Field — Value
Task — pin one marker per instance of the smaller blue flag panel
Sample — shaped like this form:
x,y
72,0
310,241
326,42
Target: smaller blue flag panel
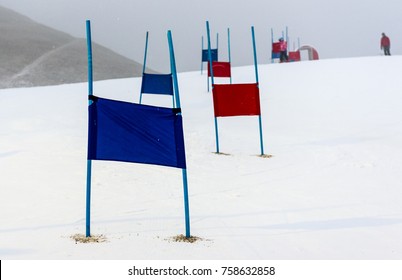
x,y
122,131
214,54
157,84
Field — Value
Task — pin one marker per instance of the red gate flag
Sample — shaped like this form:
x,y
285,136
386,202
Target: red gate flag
x,y
236,100
294,56
220,69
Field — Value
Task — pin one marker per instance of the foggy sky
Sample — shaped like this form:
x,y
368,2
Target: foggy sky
x,y
336,28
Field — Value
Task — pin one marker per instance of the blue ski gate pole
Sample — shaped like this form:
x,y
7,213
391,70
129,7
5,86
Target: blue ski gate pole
x,y
256,78
177,96
145,60
212,81
89,162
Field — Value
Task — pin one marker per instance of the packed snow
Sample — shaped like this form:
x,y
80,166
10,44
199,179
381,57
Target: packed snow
x,y
331,190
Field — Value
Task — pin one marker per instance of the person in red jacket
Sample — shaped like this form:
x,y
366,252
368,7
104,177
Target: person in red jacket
x,y
385,44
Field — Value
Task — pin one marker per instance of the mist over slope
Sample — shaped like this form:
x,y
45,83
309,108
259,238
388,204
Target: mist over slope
x,y
32,54
330,191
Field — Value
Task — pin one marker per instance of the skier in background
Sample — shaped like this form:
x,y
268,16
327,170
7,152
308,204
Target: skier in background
x,y
284,50
385,44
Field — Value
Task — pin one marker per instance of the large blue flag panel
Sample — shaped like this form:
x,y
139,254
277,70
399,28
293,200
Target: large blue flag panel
x,y
214,55
157,84
122,131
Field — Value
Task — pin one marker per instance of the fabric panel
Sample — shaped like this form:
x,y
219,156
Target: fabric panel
x,y
236,100
122,131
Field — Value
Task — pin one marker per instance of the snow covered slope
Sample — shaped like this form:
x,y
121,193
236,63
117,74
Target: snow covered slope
x,y
331,190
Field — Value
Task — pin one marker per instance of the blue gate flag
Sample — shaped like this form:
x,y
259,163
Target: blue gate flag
x,y
123,131
157,84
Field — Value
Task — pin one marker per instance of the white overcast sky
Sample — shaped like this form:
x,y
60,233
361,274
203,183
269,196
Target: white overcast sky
x,y
336,28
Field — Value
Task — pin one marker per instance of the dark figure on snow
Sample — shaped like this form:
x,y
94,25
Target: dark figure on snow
x,y
284,50
385,44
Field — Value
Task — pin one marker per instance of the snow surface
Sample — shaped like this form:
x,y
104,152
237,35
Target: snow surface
x,y
332,189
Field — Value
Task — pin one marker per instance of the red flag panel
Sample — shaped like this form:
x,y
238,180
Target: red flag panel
x,y
236,100
221,69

▸ **Task statement**:
Retype the portion of the data above that starts on the line with "Target: packed snow" and finishes on the line with "Task — pin one marker per instance of the mist", including both of those lines.

▸ **Your response**:
Target: packed snow
x,y
331,190
Field — Value
Task — pin one marker per instance of the person in red jacket
Sample — shaped like this form:
x,y
366,252
368,7
104,177
Target: person in red jacket
x,y
385,44
Field — Value
Task — pin one marker per instance of the mist over slope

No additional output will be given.